◆ Text under study ◆
┌──

Pruning Large Language Models with Semi-Structural Adaptive Sparse Training

TL;DR

The paper tackles the challenge of deploying large language models at scale by pruning with minimal performance loss. It introduces Adaptive Sparse Trainer (AST), which jointly learns masks and weights under an annealed SR-STE regime, complemented by knowledge distillation and Sparse Low-Rank Boosting (SLoRB) to maintain expressivity. Empirical results on LLaMA2-7B show that a $2:4$ N:M sparsity yields perplexity and zero-shot accuracy gaps as low as $0.6\%$ and $1.16\%$, using under $0.4\%$ of pretraining tokens, with additional gains from AWQ quantization. Overall, AST demonstrates the practicality of semi-structured sparse LLMs, offering a scalable path to highly compressed models when integrated with quantization techniques.

└──

◆ Activity 1 ◆
Answer from the summary on pruning large language models:
(a) What is the full name of AST?
(b) On which model are the empirical results reported?
(c) Which quantization method brings additional gains?
◆ Activity 2 ◆
Return a passage copied word for word from the pruning summary. Begin at the words "Pruning Large Language" and stop after "with quantization techniques.".

◆ Data extract ◆

┌──

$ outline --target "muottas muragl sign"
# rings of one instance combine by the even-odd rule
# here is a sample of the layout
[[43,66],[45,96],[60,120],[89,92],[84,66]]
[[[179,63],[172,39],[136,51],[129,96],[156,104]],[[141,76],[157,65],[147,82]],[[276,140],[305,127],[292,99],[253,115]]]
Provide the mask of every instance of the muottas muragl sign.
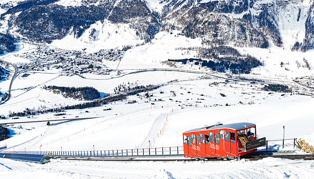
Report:
[[266,145],[266,138],[252,140],[245,144],[245,149],[247,151]]

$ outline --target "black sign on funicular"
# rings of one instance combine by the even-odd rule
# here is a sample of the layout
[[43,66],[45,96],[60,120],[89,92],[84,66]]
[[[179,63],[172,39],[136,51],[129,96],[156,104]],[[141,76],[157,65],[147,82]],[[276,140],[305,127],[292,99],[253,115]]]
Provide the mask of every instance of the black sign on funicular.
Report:
[[264,145],[266,145],[266,137],[248,142],[245,144],[245,149],[249,150]]

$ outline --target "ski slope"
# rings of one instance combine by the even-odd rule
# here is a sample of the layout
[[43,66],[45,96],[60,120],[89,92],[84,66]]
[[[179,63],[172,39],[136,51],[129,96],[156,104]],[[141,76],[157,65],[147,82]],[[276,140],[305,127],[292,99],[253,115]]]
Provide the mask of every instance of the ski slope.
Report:
[[[0,159],[6,178],[306,178],[314,175],[314,161],[269,157],[257,161],[111,162],[53,160],[41,165]],[[2,164],[2,165],[1,165]]]

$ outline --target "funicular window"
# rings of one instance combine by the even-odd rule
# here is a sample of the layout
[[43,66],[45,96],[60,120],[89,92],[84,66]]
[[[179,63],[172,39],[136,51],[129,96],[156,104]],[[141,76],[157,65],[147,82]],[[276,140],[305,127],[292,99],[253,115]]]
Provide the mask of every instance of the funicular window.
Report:
[[205,134],[200,134],[201,136],[201,142],[202,143],[205,143]]
[[214,133],[209,133],[209,141],[211,142],[215,142],[215,136]]
[[184,144],[187,145],[187,136],[183,135],[183,143]]
[[220,134],[220,138],[224,139],[224,131],[220,131],[219,133]]
[[225,140],[229,142],[229,131],[225,131]]
[[196,144],[196,139],[195,139],[195,135],[192,134],[191,135],[192,136],[192,143],[193,144]]
[[[238,137],[246,137],[246,130],[242,130],[241,131],[237,131],[236,136]],[[239,140],[238,138],[238,139]]]
[[201,143],[200,143],[199,141],[200,141],[199,136],[196,136],[196,144],[197,144],[199,145],[201,145]]
[[231,142],[236,143],[236,134],[230,132],[230,141]]
[[192,143],[191,142],[191,137],[187,137],[187,143],[189,144],[189,145],[190,146],[192,146]]
[[206,144],[209,144],[209,136],[207,135],[205,135],[205,142]]
[[254,133],[255,132],[255,127],[252,127],[248,129],[247,138],[250,138],[254,137],[255,136]]
[[216,143],[217,144],[219,144],[219,135],[218,134],[215,134],[215,138],[216,139]]

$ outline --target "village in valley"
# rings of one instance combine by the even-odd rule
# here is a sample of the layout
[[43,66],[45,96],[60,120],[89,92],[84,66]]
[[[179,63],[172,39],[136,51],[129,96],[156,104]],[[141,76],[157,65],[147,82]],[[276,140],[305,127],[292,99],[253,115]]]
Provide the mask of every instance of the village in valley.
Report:
[[[119,49],[111,49],[87,53],[84,51],[52,49],[40,45],[35,51],[14,55],[30,61],[16,63],[17,67],[21,69],[43,71],[53,68],[60,69],[60,75],[65,76],[86,73],[106,75],[112,71],[107,66],[106,61],[119,61],[124,52]],[[27,77],[27,74],[25,76],[22,77]]]

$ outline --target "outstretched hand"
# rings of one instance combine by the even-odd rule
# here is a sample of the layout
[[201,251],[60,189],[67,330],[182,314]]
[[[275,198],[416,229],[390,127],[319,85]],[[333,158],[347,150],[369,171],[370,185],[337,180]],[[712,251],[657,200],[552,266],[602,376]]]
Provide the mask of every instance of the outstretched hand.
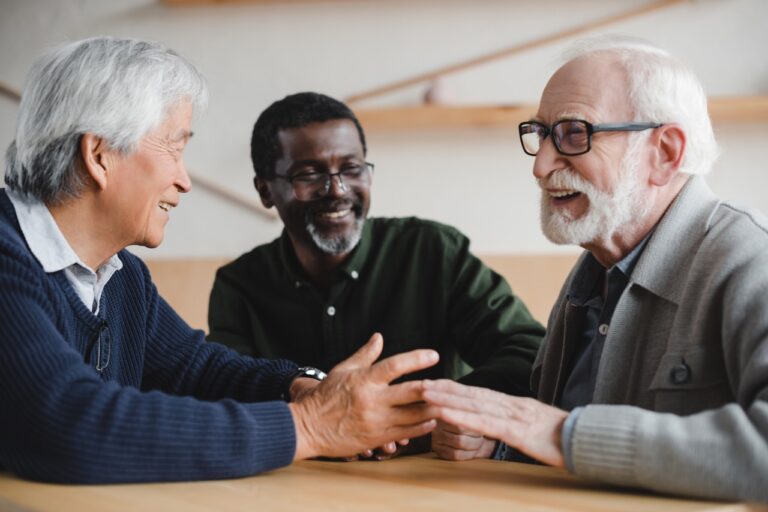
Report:
[[437,352],[414,350],[374,364],[382,346],[381,335],[374,334],[322,383],[288,404],[296,425],[295,460],[354,456],[435,428],[435,412],[423,403],[424,381],[390,382],[433,366]]
[[566,411],[533,398],[450,380],[424,381],[424,387],[424,399],[446,423],[504,441],[540,462],[563,467],[561,435]]

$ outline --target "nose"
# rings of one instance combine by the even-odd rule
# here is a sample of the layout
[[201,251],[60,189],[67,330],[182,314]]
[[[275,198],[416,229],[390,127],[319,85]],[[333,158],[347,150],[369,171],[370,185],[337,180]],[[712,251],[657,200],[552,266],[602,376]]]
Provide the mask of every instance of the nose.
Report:
[[561,159],[562,155],[560,155],[557,148],[555,148],[555,144],[552,142],[552,137],[547,137],[541,141],[539,151],[534,157],[533,176],[539,180],[546,178],[553,171],[557,170],[559,168],[558,166],[562,166],[560,165],[562,164],[560,161]]
[[176,181],[174,182],[179,192],[187,193],[192,190],[192,180],[187,173],[187,165],[184,160],[179,161],[179,170],[176,174]]
[[328,185],[326,185],[326,196],[330,197],[342,197],[347,193],[348,187],[344,183],[344,179],[339,173],[332,173],[328,175]]

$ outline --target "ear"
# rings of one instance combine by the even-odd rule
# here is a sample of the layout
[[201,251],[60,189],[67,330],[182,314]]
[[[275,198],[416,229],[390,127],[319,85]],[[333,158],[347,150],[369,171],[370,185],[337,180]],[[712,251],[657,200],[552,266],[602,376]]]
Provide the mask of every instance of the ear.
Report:
[[275,206],[275,202],[272,200],[272,191],[269,189],[267,180],[263,180],[259,177],[253,178],[253,186],[256,187],[256,191],[261,198],[261,204],[264,208],[272,208]]
[[107,188],[107,178],[111,166],[111,150],[101,137],[86,133],[80,139],[80,155],[83,158],[83,169],[93,179],[100,190]]
[[685,132],[678,124],[665,124],[651,135],[653,142],[653,169],[650,182],[663,187],[677,174],[685,156]]

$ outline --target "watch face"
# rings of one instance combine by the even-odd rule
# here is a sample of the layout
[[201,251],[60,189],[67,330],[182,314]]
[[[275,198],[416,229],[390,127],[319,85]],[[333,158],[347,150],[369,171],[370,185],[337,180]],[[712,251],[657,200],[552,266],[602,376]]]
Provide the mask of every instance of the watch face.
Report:
[[296,373],[298,373],[298,376],[309,377],[310,379],[316,380],[324,380],[328,376],[323,370],[311,366],[302,366]]

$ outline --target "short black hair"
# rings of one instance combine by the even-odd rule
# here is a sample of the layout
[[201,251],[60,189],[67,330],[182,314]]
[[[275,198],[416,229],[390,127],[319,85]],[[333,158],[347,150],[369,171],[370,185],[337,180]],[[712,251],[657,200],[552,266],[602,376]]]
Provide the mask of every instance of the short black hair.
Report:
[[278,100],[261,113],[253,125],[251,160],[256,177],[275,177],[275,162],[282,156],[280,130],[301,128],[311,123],[349,119],[355,123],[363,154],[367,153],[365,133],[352,110],[344,103],[316,92],[300,92]]

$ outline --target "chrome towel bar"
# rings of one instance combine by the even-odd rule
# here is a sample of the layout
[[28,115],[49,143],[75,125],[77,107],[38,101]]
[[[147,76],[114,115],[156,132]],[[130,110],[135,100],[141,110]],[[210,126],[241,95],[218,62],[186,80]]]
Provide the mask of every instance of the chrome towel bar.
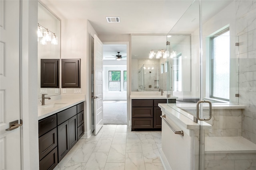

└──

◆ Written reply 1 ◆
(a) Adaptive Sparse Trainer
(b) LLaMA2-7B
(c) AWQ quantization

◆ Written reply 2 ◆
Pruning Large Language Models with Semi-Structural Adaptive Sparse Training

TL;DR

The paper tackles the challenge of deploying large language models at scale by pruning with minimal performance loss. It introduces Adaptive Sparse Trainer (AST), which jointly learns masks and weights under an annealed SR-STE regime, complemented by knowledge distillation and Sparse Low-Rank Boosting (SLoRB) to maintain expressivity. Empirical results on LLaMA2-7B show that a $2:4$ N:M sparsity yields perplexity and zero-shot accuracy gaps as low as $0.6\%$ and $1.16\%$, using under $0.4\%$ of pretraining tokens, with additional gains from AWQ quantization. Overall, AST demonstrates the practicality of semi-structured sparse LLMs, offering a scalable path to highly compressed models when integrated with quantization techniques.